**Exercise aim**: Only the lines from the one holding "[tag] one dot per instance, sample [221,500]." to the end of the data should be echoed, exactly as they appear, minus the pictures.

**Source material**:

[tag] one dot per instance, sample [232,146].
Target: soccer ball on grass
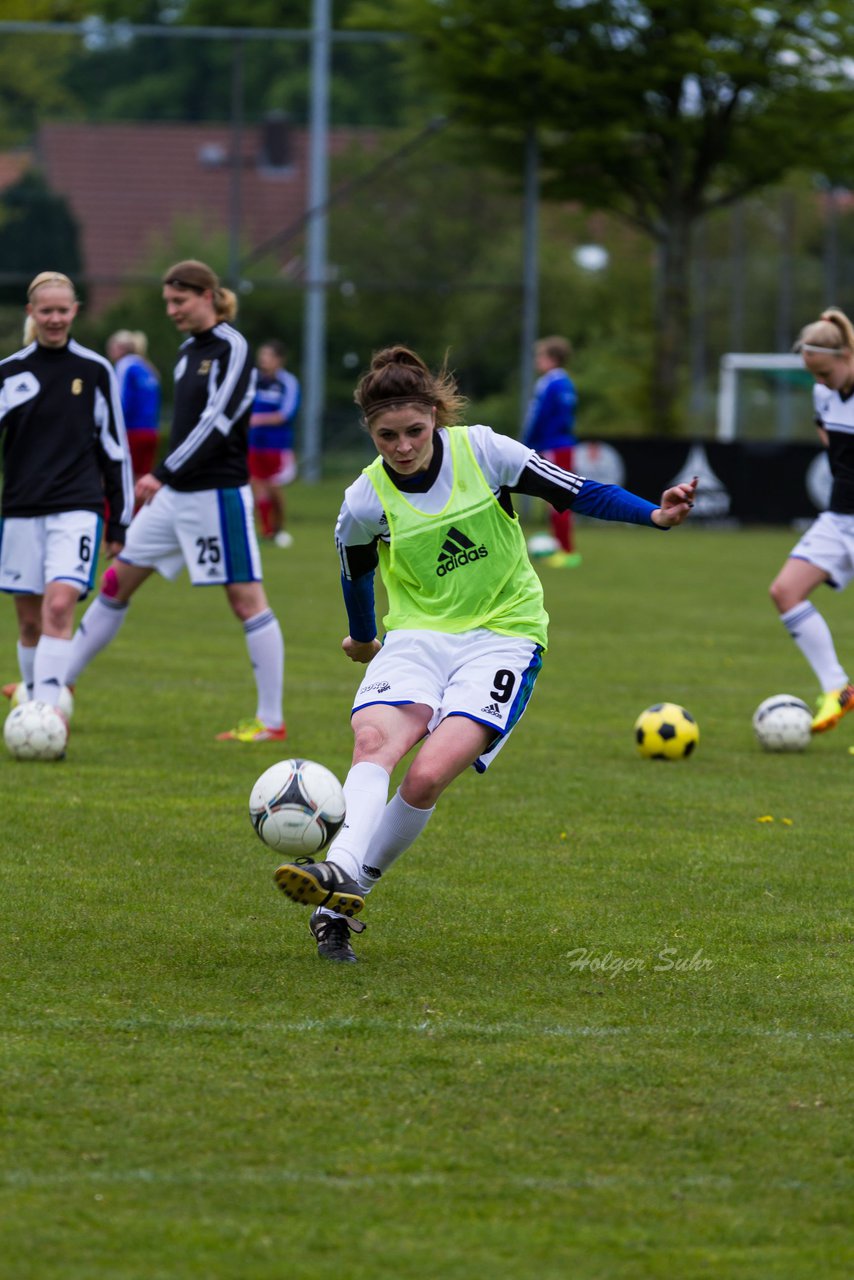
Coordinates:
[782,723]
[36,731]
[666,731]
[65,699]
[297,807]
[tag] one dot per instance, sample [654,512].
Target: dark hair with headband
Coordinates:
[398,376]
[197,277]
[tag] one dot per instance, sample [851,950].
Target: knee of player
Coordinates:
[782,597]
[370,741]
[421,787]
[113,585]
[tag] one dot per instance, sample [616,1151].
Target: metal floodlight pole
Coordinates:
[530,272]
[314,328]
[236,177]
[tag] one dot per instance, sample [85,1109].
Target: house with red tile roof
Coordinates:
[127,184]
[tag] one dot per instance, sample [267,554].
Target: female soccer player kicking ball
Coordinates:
[466,627]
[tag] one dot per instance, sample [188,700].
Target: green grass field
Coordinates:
[601,1022]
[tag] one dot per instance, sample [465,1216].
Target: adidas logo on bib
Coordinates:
[456,552]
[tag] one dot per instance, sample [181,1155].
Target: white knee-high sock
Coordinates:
[26,663]
[265,644]
[366,794]
[50,666]
[400,827]
[96,629]
[809,631]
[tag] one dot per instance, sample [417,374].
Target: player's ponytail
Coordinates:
[199,277]
[398,376]
[831,333]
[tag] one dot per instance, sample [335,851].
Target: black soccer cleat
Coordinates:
[332,933]
[319,885]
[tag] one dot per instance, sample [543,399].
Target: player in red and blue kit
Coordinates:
[140,393]
[549,428]
[272,457]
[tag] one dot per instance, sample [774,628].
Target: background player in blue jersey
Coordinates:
[196,503]
[549,428]
[140,392]
[64,452]
[826,551]
[466,625]
[273,461]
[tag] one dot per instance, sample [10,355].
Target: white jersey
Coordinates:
[501,458]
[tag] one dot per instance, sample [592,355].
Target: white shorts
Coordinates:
[210,531]
[829,544]
[479,673]
[40,549]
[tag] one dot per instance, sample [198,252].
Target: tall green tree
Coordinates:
[37,232]
[658,110]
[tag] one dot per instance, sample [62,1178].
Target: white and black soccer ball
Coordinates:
[36,731]
[65,699]
[297,807]
[782,723]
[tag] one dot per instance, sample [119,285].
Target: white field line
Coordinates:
[437,1024]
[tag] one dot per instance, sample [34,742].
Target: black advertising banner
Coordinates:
[739,481]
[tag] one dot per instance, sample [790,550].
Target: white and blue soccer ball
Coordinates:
[782,723]
[65,699]
[539,545]
[36,731]
[296,807]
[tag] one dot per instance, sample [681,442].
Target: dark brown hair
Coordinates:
[398,376]
[197,277]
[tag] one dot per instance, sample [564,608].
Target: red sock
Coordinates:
[265,517]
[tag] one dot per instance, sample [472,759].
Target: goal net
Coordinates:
[765,397]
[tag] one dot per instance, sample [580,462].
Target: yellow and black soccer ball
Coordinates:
[666,731]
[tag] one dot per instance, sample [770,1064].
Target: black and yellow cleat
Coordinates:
[831,708]
[332,935]
[320,885]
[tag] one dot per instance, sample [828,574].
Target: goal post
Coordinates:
[727,396]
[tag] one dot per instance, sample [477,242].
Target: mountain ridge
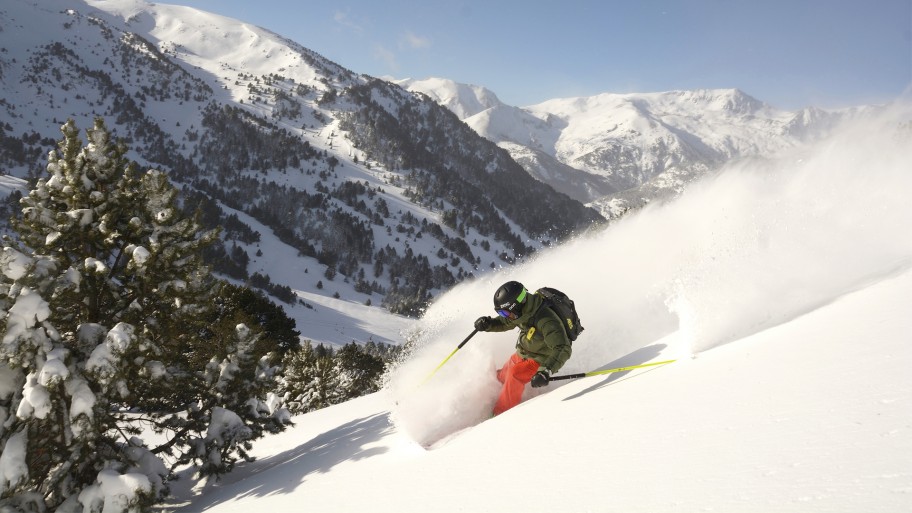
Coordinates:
[616,151]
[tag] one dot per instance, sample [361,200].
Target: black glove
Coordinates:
[540,378]
[483,323]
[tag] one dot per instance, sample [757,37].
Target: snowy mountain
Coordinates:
[339,193]
[782,288]
[617,151]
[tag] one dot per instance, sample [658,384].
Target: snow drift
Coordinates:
[808,259]
[757,245]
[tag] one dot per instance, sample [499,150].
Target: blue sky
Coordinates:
[788,53]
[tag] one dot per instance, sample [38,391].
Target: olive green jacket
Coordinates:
[545,341]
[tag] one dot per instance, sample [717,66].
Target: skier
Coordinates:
[542,346]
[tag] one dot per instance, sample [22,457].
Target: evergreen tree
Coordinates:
[359,371]
[105,317]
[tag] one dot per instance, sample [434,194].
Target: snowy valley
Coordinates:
[766,252]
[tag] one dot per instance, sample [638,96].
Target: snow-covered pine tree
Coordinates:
[106,336]
[359,371]
[310,379]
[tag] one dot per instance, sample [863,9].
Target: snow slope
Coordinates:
[783,289]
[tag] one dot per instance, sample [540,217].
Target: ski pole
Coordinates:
[606,371]
[450,356]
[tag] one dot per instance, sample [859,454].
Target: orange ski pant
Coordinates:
[514,375]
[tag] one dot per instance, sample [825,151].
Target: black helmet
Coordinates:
[509,298]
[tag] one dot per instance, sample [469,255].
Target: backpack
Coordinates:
[563,306]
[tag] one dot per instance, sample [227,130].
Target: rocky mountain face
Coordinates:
[620,151]
[384,196]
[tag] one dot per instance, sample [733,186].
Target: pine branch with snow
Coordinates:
[108,326]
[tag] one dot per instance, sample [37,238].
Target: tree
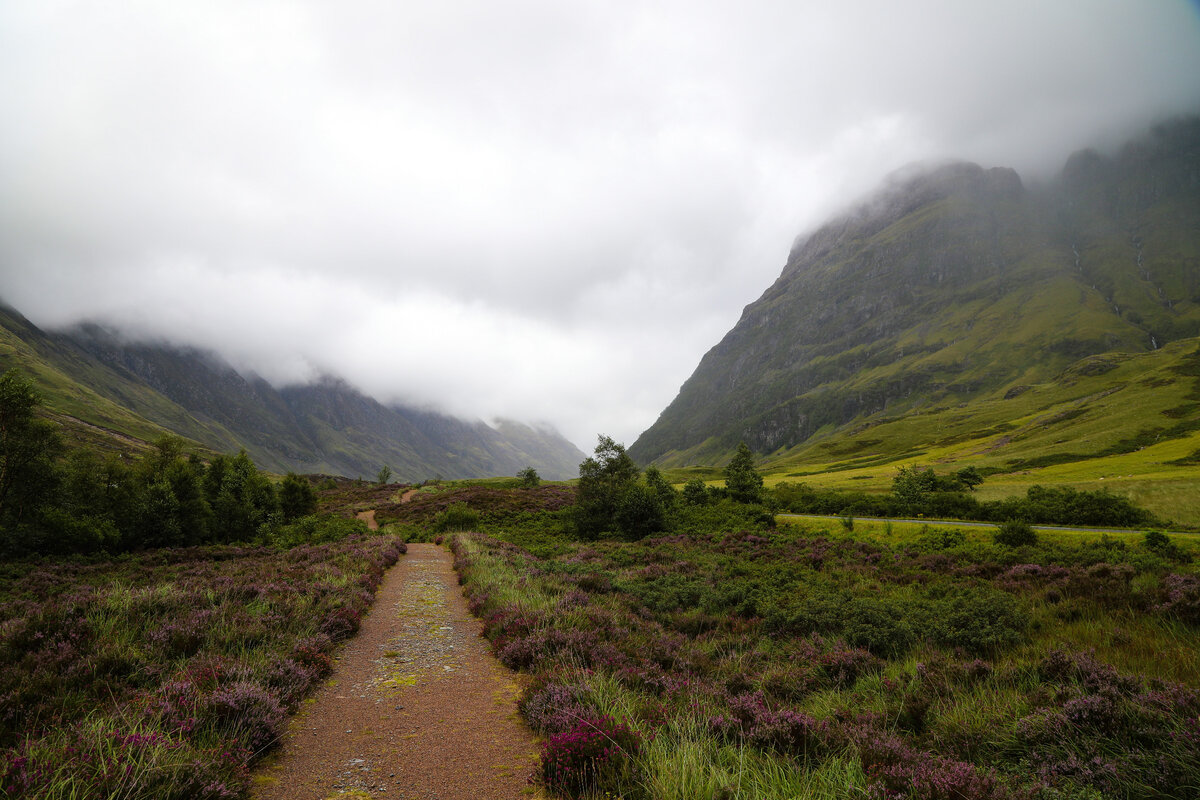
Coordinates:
[28,450]
[604,479]
[640,511]
[659,486]
[970,477]
[297,498]
[912,483]
[1015,533]
[695,492]
[742,481]
[243,499]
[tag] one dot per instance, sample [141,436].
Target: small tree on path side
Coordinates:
[742,480]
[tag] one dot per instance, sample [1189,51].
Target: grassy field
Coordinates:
[1125,422]
[892,661]
[162,675]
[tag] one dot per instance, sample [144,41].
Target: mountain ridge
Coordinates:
[323,427]
[948,286]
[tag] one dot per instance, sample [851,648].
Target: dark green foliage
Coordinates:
[742,480]
[317,530]
[297,498]
[640,511]
[528,477]
[916,492]
[1015,533]
[163,674]
[28,449]
[604,480]
[970,477]
[981,620]
[659,486]
[457,517]
[1161,543]
[918,662]
[695,492]
[243,500]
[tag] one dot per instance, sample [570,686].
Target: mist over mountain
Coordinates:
[327,426]
[952,283]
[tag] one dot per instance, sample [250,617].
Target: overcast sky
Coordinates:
[539,209]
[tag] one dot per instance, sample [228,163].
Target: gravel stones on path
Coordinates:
[417,709]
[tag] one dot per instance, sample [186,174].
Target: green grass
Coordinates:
[1144,404]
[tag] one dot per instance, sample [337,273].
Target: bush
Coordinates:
[1015,533]
[695,492]
[459,517]
[594,752]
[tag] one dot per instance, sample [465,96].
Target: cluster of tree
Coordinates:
[919,492]
[615,495]
[58,501]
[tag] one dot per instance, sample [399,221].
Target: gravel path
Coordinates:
[417,708]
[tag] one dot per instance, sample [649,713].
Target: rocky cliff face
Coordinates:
[951,283]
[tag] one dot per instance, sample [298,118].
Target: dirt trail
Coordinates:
[417,708]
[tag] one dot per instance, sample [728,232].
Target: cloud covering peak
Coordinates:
[534,209]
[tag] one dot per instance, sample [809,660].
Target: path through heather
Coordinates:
[418,708]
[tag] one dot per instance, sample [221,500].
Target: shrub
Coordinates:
[981,621]
[1015,533]
[457,517]
[594,753]
[695,492]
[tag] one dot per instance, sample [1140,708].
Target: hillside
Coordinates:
[952,287]
[94,380]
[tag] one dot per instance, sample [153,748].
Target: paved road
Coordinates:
[959,523]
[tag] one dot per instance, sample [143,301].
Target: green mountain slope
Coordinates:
[91,378]
[951,287]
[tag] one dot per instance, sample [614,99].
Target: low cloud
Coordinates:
[538,210]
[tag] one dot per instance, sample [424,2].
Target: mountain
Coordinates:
[96,382]
[954,284]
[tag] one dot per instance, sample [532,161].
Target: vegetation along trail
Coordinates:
[417,708]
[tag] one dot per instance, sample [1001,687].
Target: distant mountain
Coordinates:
[952,284]
[94,378]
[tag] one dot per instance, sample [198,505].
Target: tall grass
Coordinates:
[796,663]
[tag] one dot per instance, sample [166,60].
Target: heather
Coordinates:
[166,673]
[730,659]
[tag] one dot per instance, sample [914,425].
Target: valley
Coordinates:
[673,620]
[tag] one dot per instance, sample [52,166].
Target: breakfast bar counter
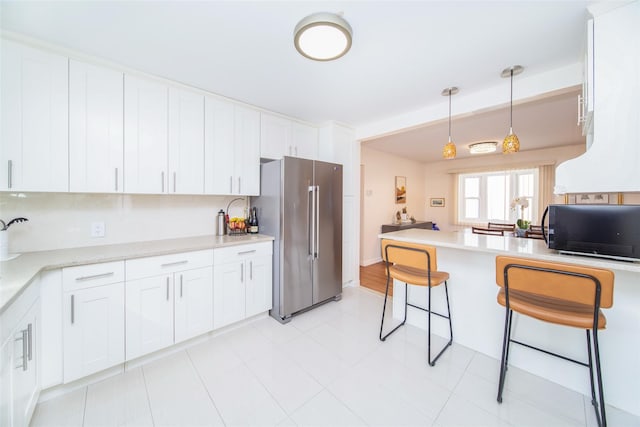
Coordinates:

**Task answer**:
[tag] one dot per instance, sample [221,500].
Target: shrub
Coordinates:
[981,621]
[1015,533]
[457,517]
[594,753]
[695,492]
[tag] one dot per instance, sample [1140,708].
Target: hillside
Coordinates:
[952,287]
[94,380]
[tag] one dot per instance, sample [153,748].
Target: paved road
Coordinates:
[959,523]
[tag] one dot per instance, sample [143,301].
Target: green mountain slope
Coordinates:
[91,378]
[951,287]
[tag] one dot per instance, sample [614,99].
Target: low cloud
Coordinates:
[538,210]
[tag] one dot per instance, sample [424,2].
Target: mountain
Coordinates:
[96,382]
[954,284]
[tag] one dot per instance, sample [532,161].
Target: vegetation along trail
Coordinates:
[417,708]
[tag] one dot per instance, sample [1001,687].
Target: distant mountain
Coordinates:
[952,284]
[94,378]
[tag] one dot per instance, sample [198,505].
Target: tall grass
Coordinates:
[796,663]
[tag] one dot per instance, sample [166,60].
Target: heather
Coordinates:
[166,673]
[730,659]
[tag] one dot per instance, sample [914,425].
Target: valley
Coordinates:
[673,620]
[tag] one dot per instance, sample [52,166].
Target: breakfast bar counter
Coordinates:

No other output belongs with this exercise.